抜粋箇所:
今後は自動車用途への期待が大きい。ゴム磁石は既に自動車用のABS用磁気エンコーダマグネットに応用されており、最近では熱管理に必要な各種冷却ポンプ用マグネットとして、需要が伸びている。
自動車の電装化の進展とともにボンド磁石の需要が高まる一方、特性面では、高温対応や耐環境性、高磁気特性の要求が高まっている。同社は素材開発として磁性粉(フェライト・希土類)の改良、樹脂複合化技術のさらなる研鑽を図っていく。例えば、フェライト系磁石材料では、靭性の高い素材や、成形時の腐食性ガス発生を抑制した素材の開発に成功している。今回開発した靭性の高い素材は、温度変化への耐性を高めたもので、EV等の車体内部の熱管理に使う冷却ポンプのモーター向けをメインターゲットとしている。EVはエンジンがない一方、2次電池やECUが発熱するため熱管理が重要であり、冷却ポンプは必須かつ重要部品であるため、今後需要拡大が見込まれる。またセンサー向けにも利用可能で、用途開発にも力を入れる方針である。
加えて今回、磁石成形事業会社である江門協立の買収により、素材から部品加工まで一貫生産体制の構築によるシナジー効果も見込まれることとなった。
中期事業計画では100億円を目指していたが、江門協立は計画策定後の案件とみられ、磁石材料は100億円を大きく超える事業への拡大が期待される。

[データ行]
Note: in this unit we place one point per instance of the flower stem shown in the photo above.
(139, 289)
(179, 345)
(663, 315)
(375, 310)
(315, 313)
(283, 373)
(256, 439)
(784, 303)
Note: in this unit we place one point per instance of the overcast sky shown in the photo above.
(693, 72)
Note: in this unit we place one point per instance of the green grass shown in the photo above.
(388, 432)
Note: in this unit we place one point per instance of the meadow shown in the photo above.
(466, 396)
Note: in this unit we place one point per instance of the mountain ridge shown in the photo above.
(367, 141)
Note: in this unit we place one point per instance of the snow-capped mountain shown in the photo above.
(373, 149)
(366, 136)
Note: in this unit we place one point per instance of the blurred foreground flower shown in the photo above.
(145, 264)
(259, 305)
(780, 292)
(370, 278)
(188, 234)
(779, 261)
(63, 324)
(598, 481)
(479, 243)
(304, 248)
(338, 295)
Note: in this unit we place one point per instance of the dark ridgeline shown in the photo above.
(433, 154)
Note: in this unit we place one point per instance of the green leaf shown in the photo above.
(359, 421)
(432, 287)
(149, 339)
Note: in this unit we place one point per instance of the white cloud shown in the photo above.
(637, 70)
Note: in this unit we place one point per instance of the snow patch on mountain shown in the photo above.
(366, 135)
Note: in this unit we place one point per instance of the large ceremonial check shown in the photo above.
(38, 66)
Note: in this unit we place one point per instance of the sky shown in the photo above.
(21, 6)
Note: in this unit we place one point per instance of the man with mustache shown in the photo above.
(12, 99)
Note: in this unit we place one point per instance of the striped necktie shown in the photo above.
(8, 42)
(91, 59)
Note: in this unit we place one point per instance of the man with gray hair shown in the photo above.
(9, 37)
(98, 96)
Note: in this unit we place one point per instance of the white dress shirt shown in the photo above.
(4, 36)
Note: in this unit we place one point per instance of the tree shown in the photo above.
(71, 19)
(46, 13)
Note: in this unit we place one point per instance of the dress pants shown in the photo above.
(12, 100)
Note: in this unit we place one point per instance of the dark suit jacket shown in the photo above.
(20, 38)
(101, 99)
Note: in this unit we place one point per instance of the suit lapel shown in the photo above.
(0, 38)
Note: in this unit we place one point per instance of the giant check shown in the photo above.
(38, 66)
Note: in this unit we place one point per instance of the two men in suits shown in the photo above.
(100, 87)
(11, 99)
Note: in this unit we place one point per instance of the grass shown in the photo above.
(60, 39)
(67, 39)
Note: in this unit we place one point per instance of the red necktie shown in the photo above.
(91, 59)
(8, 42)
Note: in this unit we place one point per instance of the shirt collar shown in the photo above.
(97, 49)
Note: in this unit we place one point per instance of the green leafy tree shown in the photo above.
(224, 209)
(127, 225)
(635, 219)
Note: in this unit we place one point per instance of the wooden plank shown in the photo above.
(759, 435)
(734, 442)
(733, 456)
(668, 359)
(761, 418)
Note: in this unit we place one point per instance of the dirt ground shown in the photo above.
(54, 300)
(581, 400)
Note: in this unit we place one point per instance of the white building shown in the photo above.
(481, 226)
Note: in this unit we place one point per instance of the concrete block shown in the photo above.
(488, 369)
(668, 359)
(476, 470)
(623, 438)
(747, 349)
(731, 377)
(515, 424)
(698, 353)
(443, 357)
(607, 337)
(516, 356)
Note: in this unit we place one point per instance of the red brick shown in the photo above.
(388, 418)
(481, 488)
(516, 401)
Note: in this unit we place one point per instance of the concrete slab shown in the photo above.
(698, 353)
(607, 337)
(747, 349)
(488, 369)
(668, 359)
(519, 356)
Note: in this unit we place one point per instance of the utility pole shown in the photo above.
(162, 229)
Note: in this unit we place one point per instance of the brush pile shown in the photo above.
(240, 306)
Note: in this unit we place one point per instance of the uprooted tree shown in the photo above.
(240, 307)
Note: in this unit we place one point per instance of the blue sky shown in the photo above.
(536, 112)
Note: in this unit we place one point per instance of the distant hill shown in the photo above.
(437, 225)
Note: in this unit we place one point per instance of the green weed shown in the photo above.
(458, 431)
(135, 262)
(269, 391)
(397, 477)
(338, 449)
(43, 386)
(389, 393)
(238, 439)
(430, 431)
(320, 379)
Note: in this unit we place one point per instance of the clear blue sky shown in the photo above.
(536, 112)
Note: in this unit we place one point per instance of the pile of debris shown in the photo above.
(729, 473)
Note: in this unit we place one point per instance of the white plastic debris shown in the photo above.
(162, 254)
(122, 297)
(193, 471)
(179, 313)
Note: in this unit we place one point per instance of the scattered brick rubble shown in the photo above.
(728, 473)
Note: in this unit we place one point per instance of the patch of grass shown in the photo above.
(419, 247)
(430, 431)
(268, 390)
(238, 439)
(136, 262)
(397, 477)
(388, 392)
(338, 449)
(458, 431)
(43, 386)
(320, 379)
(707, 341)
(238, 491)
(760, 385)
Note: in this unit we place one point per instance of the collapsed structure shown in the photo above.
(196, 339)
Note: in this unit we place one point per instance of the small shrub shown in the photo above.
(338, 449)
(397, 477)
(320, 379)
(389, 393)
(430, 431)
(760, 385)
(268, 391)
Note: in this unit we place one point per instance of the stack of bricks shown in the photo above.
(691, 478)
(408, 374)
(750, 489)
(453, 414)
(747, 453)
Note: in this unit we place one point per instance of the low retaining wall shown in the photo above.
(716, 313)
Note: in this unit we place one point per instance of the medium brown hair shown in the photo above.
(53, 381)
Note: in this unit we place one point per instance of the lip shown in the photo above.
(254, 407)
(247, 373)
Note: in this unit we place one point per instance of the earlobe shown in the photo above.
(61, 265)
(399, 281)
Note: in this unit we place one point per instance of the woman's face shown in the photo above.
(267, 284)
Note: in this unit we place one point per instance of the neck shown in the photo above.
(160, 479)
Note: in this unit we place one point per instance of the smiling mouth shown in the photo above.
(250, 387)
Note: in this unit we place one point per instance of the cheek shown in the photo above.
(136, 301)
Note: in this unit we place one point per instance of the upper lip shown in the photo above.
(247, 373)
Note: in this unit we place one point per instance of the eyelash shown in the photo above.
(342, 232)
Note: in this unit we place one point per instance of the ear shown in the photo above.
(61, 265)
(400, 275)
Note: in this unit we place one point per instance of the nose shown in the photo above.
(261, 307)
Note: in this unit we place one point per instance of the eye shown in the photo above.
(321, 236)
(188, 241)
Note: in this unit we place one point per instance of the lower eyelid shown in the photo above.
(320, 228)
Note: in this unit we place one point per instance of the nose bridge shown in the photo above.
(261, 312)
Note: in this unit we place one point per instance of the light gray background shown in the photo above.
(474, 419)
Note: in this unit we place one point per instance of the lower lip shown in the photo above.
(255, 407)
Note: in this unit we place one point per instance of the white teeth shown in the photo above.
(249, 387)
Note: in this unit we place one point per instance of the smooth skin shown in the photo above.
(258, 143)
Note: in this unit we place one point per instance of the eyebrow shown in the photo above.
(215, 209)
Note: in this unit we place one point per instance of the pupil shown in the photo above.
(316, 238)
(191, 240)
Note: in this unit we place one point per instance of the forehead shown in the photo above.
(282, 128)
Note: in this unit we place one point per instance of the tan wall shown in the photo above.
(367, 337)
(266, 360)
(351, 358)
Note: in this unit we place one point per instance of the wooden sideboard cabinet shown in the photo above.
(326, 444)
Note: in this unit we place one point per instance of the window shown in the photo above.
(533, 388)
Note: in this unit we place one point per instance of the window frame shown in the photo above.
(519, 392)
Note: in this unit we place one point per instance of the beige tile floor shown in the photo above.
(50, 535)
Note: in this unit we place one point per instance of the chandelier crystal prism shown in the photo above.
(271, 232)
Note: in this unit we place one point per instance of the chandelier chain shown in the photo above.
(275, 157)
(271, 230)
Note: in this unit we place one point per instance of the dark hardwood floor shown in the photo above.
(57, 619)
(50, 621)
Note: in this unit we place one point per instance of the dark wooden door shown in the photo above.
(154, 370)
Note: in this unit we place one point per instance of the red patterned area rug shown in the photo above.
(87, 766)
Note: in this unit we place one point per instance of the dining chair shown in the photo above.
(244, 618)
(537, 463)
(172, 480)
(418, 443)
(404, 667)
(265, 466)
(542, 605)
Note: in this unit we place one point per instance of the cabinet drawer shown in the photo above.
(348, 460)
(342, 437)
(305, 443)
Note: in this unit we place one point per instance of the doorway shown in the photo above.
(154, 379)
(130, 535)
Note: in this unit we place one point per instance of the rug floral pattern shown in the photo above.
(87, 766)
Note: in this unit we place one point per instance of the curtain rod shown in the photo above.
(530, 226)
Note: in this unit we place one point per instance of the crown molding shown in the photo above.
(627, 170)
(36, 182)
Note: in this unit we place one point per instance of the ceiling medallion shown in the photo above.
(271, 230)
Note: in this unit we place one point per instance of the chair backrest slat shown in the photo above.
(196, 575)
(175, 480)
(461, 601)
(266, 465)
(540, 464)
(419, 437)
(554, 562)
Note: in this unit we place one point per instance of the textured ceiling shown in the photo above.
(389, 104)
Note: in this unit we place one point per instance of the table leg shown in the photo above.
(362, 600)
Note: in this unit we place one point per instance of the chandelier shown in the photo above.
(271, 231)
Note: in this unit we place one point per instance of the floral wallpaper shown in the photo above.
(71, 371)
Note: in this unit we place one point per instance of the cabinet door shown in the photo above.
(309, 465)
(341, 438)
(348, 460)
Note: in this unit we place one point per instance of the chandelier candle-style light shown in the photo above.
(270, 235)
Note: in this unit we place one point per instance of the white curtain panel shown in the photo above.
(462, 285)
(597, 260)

課題内容:
抜粋箇所で、ボンド磁石について特性面で高まっているとされる要求をすべて挙げよ。

解答:
高温対応、耐環境性、高磁気特性